**Goal**
Copy out all the entries exactly.
+++
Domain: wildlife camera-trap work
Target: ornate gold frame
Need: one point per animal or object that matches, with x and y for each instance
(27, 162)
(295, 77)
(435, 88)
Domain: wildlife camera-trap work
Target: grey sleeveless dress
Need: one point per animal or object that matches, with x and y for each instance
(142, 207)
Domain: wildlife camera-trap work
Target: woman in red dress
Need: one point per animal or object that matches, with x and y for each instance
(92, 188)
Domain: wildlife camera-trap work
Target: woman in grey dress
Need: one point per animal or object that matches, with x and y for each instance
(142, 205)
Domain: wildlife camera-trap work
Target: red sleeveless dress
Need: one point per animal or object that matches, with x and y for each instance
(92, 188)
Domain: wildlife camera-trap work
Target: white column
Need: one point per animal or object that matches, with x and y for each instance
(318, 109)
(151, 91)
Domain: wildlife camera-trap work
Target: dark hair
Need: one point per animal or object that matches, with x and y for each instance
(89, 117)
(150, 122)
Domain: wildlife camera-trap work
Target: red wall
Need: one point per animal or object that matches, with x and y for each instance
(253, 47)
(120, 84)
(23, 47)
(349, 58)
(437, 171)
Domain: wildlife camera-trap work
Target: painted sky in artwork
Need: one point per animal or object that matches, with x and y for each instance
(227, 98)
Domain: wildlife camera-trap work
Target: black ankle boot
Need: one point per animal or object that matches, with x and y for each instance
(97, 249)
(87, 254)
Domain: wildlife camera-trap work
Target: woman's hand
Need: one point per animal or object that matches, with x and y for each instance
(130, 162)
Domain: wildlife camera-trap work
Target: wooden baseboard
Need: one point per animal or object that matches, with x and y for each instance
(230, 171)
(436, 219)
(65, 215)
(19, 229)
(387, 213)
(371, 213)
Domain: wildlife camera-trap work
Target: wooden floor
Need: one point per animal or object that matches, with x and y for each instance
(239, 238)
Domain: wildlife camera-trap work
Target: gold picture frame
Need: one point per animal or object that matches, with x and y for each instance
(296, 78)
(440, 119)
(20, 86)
+++
**Finished answer**
Domain: wildlife camera-trap work
Target: ornate gold frame
Need: one point per animal or object that matches, with x and y for each instance
(27, 162)
(295, 77)
(435, 88)
Domain: wildlife camera-trap work
Target: grey sleeveless dress
Need: one point per animal or object that matches, with x and y for each instance
(142, 207)
Domain: wildlife camera-trap work
Target: woman in red dress
Need: one point per animal or object that matches, with x and y for each instance
(92, 188)
Domain: wildlife camera-trap work
Target: woman in grey dress
Need: one point per animal or object that matches, with x and y for each instance
(142, 205)
Domain: wildlife camera-trap work
Target: red sleeveless dress
Need: one point per animal or object that matches, with x and y for each instance
(92, 188)
Domain: wildlife camera-trap work
Target: white column
Need: one point per animal or object that matches, with x and y for each instance
(318, 109)
(151, 91)
Domain: wildlife camera-trap work
Target: dark hair
Need: one point per animal or object that matches, with x and y for each instance
(89, 117)
(150, 122)
Domain: wildlife camera-trap work
Target: red wall
Need: one point per animal or object that matches, with x and y for each instance
(253, 47)
(120, 84)
(23, 47)
(349, 58)
(437, 171)
Domain: wildlife camera-trap work
Target: painted sky in artwork
Need: one point per animal or object that matches, with x and y for each instance
(227, 98)
Domain: wildlife camera-trap work
Target: black ankle boot
Need: one point per animal or object that matches, with x and y for each instance
(97, 249)
(87, 254)
Domain: wildlife camera-trap work
Target: woman's hand
Need: one point per animal or object that matches, with x and y for each instance
(130, 162)
Domain: wildlife camera-trap work
Target: wooden baseboard
Need: one point per animal or object that matches, with x and y for each instance
(230, 171)
(436, 219)
(65, 215)
(19, 229)
(387, 213)
(371, 213)
Domain: wildlife camera-trap work
Target: wooden floor
Need: one point per animal or object that matches, with x and y for each instance
(239, 238)
Domain: wildlife camera-trap work
Target: gold picture frame
Need: one point per animal or object that matches, with x and y for each instance
(296, 78)
(440, 119)
(20, 86)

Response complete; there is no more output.